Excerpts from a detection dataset
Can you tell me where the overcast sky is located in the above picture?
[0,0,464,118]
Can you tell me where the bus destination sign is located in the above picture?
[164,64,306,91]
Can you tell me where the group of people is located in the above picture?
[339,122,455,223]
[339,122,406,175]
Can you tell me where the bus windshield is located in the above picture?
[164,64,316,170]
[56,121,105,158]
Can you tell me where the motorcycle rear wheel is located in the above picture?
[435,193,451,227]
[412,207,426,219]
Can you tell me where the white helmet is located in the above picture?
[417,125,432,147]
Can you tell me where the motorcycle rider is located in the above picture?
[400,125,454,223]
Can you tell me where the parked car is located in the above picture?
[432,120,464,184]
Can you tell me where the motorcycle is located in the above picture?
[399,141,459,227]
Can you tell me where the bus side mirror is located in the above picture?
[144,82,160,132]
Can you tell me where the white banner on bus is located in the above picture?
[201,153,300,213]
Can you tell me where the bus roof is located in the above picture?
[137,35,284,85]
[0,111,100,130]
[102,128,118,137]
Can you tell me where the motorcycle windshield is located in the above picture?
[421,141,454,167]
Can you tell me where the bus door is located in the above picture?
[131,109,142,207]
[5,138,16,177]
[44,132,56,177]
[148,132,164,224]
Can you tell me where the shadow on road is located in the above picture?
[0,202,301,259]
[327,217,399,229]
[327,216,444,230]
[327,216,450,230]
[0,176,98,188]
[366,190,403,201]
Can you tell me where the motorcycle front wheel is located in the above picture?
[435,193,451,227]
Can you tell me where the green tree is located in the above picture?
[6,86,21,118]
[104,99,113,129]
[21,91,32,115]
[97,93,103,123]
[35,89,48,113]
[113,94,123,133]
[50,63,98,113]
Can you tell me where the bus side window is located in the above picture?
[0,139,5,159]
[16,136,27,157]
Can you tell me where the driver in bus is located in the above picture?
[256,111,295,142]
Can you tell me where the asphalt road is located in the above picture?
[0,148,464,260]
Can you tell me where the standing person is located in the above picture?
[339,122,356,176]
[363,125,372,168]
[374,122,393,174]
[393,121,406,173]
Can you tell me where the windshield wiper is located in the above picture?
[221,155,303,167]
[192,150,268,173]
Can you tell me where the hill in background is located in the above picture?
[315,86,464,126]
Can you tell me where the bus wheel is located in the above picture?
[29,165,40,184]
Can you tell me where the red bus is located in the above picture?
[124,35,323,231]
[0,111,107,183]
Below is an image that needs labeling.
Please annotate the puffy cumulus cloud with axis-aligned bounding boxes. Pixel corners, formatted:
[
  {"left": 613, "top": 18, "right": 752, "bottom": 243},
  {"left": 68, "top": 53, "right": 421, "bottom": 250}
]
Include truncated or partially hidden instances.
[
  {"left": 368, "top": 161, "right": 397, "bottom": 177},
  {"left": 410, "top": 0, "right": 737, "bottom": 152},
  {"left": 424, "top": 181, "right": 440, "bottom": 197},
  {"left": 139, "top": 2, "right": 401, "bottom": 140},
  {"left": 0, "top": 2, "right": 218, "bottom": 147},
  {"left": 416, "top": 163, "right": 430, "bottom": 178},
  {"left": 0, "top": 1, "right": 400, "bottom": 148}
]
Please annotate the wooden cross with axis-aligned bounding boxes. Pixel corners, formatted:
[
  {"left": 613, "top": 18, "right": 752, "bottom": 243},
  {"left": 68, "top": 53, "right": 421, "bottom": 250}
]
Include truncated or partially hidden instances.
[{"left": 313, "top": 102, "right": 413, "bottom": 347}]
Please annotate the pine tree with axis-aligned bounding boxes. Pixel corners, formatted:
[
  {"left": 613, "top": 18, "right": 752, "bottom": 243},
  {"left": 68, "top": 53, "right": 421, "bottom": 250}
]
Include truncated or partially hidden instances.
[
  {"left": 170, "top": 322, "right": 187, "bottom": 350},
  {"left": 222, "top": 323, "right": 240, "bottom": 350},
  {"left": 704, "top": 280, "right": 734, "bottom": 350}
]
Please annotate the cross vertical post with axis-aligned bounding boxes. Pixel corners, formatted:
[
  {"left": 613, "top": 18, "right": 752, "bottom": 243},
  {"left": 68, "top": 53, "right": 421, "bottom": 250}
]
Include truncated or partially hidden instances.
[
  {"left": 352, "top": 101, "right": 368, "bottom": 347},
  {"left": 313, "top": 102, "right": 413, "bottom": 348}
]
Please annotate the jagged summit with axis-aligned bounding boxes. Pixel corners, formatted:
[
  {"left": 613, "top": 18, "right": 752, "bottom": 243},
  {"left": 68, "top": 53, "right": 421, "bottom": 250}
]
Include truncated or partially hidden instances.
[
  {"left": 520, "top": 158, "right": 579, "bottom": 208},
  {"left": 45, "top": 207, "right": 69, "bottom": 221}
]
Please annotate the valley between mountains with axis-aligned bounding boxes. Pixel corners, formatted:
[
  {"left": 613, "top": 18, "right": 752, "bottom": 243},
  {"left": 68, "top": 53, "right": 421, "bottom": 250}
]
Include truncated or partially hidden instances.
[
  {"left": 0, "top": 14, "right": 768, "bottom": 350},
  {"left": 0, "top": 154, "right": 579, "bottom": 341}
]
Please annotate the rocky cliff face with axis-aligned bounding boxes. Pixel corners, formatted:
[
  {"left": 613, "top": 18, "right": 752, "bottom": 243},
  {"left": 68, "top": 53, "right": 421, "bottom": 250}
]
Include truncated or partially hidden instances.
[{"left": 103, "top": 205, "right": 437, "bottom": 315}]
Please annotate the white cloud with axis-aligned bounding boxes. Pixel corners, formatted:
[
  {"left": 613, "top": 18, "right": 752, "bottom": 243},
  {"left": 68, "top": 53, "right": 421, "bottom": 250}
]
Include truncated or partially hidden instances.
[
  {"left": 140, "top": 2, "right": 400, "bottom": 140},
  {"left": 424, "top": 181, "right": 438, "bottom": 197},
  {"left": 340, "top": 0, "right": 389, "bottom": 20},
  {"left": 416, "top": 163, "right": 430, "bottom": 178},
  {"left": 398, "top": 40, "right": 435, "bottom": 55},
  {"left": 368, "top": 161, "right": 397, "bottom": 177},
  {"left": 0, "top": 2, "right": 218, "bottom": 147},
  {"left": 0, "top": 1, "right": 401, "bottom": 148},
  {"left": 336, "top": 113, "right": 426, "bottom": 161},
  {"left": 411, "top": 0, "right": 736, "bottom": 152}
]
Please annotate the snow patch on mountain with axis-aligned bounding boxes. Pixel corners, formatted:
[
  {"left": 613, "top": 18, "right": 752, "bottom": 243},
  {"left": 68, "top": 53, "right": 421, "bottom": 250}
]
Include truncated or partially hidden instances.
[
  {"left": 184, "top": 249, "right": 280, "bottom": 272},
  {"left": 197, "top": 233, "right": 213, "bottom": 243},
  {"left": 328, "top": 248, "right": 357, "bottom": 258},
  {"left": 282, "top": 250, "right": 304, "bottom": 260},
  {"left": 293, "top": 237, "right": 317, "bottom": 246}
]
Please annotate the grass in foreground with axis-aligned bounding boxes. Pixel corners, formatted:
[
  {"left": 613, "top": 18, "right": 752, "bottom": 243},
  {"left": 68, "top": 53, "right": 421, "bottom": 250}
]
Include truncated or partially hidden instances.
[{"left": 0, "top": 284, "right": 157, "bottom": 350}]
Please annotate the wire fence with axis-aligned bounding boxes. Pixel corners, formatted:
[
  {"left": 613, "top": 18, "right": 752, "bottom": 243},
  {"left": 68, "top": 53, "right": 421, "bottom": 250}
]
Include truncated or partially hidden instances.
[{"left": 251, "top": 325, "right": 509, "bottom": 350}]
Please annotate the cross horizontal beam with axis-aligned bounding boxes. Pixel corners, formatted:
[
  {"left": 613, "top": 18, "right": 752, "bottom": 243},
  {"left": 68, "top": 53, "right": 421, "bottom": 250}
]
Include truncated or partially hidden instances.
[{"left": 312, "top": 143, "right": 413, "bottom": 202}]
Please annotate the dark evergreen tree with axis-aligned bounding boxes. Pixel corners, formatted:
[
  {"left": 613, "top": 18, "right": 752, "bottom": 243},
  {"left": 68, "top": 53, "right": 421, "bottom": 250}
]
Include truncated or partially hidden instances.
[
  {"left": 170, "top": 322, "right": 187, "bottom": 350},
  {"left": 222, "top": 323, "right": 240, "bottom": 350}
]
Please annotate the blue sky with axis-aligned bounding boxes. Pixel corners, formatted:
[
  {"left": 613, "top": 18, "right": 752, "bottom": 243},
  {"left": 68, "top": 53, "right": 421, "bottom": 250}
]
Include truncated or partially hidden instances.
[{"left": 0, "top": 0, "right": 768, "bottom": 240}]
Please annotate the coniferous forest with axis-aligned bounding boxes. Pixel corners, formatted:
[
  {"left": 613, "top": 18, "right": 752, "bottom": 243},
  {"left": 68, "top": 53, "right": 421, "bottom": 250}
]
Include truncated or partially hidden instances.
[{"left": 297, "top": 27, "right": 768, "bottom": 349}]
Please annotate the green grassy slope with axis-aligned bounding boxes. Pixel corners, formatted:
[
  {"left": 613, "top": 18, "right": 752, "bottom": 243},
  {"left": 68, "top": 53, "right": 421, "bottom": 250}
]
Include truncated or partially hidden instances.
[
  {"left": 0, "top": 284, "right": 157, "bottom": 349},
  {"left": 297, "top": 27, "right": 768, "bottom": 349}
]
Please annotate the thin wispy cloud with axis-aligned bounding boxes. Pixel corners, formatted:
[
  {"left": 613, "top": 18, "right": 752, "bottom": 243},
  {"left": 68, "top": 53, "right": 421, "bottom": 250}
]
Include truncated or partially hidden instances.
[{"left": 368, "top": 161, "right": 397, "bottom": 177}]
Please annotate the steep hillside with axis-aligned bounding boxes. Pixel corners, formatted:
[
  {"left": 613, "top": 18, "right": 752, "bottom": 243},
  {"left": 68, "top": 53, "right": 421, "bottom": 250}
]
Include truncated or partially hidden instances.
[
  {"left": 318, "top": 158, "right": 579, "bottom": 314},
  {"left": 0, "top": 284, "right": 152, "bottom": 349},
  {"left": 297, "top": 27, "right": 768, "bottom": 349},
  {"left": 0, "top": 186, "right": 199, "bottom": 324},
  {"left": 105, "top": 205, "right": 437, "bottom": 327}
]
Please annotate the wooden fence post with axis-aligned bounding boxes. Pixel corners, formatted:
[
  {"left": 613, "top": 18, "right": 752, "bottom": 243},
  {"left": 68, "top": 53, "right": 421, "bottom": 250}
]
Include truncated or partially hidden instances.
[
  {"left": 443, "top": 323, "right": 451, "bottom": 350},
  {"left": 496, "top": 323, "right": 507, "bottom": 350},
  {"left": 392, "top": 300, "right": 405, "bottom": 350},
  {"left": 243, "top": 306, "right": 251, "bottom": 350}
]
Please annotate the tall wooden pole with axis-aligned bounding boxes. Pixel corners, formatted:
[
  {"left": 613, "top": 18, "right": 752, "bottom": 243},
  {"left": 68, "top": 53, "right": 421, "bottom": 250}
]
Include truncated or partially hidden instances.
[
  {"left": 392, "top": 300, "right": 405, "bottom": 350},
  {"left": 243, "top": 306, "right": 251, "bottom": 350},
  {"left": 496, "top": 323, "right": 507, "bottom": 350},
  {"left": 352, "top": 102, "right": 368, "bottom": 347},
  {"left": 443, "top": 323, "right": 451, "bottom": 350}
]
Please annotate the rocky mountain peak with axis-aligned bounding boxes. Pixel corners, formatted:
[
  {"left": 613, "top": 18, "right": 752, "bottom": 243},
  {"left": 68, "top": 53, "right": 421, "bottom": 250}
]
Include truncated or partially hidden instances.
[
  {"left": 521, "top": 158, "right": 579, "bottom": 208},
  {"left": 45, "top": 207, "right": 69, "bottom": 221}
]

### WHAT YOU ARE ASKED TO DO
Copy the material word for word, from its first line through the line with "[256,111,295,142]", including that line.

### THE REPLY
Can you tell me where the overcast sky is located in the above picture?
[0,0,464,118]
Can you tell me where the bus destination sign is located in the above picture?
[164,64,306,91]
Can you tell me where the group of people is located in the above picture?
[339,122,455,223]
[339,122,406,175]
Can you tell me where the bus windshield is located in the above picture?
[164,64,316,170]
[56,121,105,158]
Can you tell me where the motorcycle rear wheel is located in the above picture?
[435,193,451,227]
[412,207,426,219]
Can you tell me where the white helmet is located in the above picture?
[417,125,432,147]
Can you tell me where the motorcycle rider is located in the above picture?
[400,125,454,223]
Can you tell me where the parked car is located in the above picture?
[432,120,464,184]
Can you tell me where the motorcycle is located in the above picture?
[399,141,459,227]
Can you tell me where the bus side mirror is located in the above picture?
[144,82,160,132]
Can you tell me where the white banner on bus is located in the above picture?
[201,153,300,213]
Can you tell me where the bus roof is located in the above picture?
[137,35,284,85]
[0,111,100,130]
[102,128,118,137]
Can you tell me where the motorcycle windshield is located in the above picture?
[421,141,454,167]
Can you tell me where the bus door is located in the above picture?
[131,109,142,207]
[5,138,16,177]
[44,132,56,177]
[148,132,164,224]
Can you tell me where the shadow on road is located in the above picture?
[0,202,301,259]
[327,217,399,229]
[327,216,444,230]
[327,216,450,230]
[0,176,98,188]
[366,190,403,201]
Can you tell me where the motorcycle front wheel is located in the above picture?
[435,193,451,227]
Can you tell me where the green tree is located in the above picture?
[6,86,21,118]
[104,99,113,129]
[21,91,32,115]
[97,93,103,123]
[35,89,48,113]
[113,94,123,133]
[50,63,98,113]
Can you tell me where the bus side window is located in the above picture?
[0,139,5,159]
[16,136,27,157]
Can you tell me where the driver in bus is located in the above picture?
[256,111,295,142]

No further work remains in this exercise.